=== Exercise brief ===
Reproduce every item below without changing a single character.

=== Data for this exercise ===
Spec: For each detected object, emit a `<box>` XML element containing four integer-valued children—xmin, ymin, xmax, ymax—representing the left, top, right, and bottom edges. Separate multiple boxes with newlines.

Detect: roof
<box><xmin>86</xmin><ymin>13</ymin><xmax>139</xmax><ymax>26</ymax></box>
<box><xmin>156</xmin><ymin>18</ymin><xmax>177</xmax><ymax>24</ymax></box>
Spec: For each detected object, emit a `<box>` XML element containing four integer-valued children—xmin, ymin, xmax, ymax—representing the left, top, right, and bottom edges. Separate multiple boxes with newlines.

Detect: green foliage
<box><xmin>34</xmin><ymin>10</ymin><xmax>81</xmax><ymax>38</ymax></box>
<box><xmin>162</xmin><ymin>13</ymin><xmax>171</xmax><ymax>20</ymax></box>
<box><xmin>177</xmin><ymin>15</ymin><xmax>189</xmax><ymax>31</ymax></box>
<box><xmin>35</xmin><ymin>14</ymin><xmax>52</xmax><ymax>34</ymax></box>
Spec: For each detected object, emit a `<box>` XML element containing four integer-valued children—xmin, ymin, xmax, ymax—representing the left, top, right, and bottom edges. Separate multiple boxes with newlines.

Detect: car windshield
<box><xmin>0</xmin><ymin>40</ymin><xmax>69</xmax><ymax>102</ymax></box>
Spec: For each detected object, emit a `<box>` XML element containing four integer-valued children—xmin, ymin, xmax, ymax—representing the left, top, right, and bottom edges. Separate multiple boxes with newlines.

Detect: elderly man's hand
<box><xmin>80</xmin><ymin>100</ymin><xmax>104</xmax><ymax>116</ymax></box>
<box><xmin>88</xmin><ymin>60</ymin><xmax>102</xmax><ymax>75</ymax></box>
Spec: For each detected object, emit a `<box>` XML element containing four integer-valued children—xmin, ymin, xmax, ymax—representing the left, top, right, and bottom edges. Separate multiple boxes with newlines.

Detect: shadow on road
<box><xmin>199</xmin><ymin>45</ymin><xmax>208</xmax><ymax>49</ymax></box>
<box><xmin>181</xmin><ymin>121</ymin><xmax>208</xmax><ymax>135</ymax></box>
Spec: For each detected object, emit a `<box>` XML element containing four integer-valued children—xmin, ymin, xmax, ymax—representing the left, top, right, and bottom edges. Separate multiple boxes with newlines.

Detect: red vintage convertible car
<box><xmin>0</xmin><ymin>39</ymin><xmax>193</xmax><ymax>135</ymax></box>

=== Output of the task ===
Spec: For each detected object, emit a `<box>` XML element containing four integer-valued children—xmin, ymin, xmax, ymax—representing the left, top, right, and bottom edges. Separate multiple boxes with newlines.

Detect: roof
<box><xmin>86</xmin><ymin>13</ymin><xmax>139</xmax><ymax>26</ymax></box>
<box><xmin>156</xmin><ymin>18</ymin><xmax>177</xmax><ymax>24</ymax></box>
Spec: For each detected object, emit a `<box>` XML element containing four integer-valued children—xmin, ymin, xmax, ymax—representing the left, top, right, and bottom edges. Separate multiple boxes with newlines.

Detect: green foliage
<box><xmin>34</xmin><ymin>10</ymin><xmax>81</xmax><ymax>38</ymax></box>
<box><xmin>162</xmin><ymin>13</ymin><xmax>171</xmax><ymax>20</ymax></box>
<box><xmin>177</xmin><ymin>15</ymin><xmax>189</xmax><ymax>31</ymax></box>
<box><xmin>35</xmin><ymin>14</ymin><xmax>52</xmax><ymax>34</ymax></box>
Spec: For each detected object, emit a `<box>` XML element containing four integer-valued children—xmin, ymin, xmax, ymax—representing the left, top, right, and bottom edges. Separate multiple boxes with newlines.

Detect: car windshield
<box><xmin>0</xmin><ymin>40</ymin><xmax>69</xmax><ymax>102</ymax></box>
Spec: For each detected object, emit a `<box>` XML element containing four integer-valued children—xmin, ymin, xmax, ymax—representing the left, top, right, and bottom edges. Separate multiple boxes with newlines.

Detect: elderly man's hand
<box><xmin>80</xmin><ymin>100</ymin><xmax>104</xmax><ymax>116</ymax></box>
<box><xmin>88</xmin><ymin>60</ymin><xmax>102</xmax><ymax>75</ymax></box>
Spec: For each detected object, emit a `<box>` XML element containing four integer-valued children—xmin, ymin, xmax, ymax—representing the left, top, right, and bottom edges. Separate multiple boxes with newlines.

Detect: shadow on road
<box><xmin>199</xmin><ymin>45</ymin><xmax>208</xmax><ymax>49</ymax></box>
<box><xmin>181</xmin><ymin>121</ymin><xmax>208</xmax><ymax>135</ymax></box>
Spec: For each detected object, emit a `<box>` XML element containing four integer-valued children—xmin, ymin, xmax, ymax—representing the left, top, right, and bottom edges. Separate multiple boxes with newlines.

Detect: red vintage convertible car
<box><xmin>0</xmin><ymin>39</ymin><xmax>193</xmax><ymax>135</ymax></box>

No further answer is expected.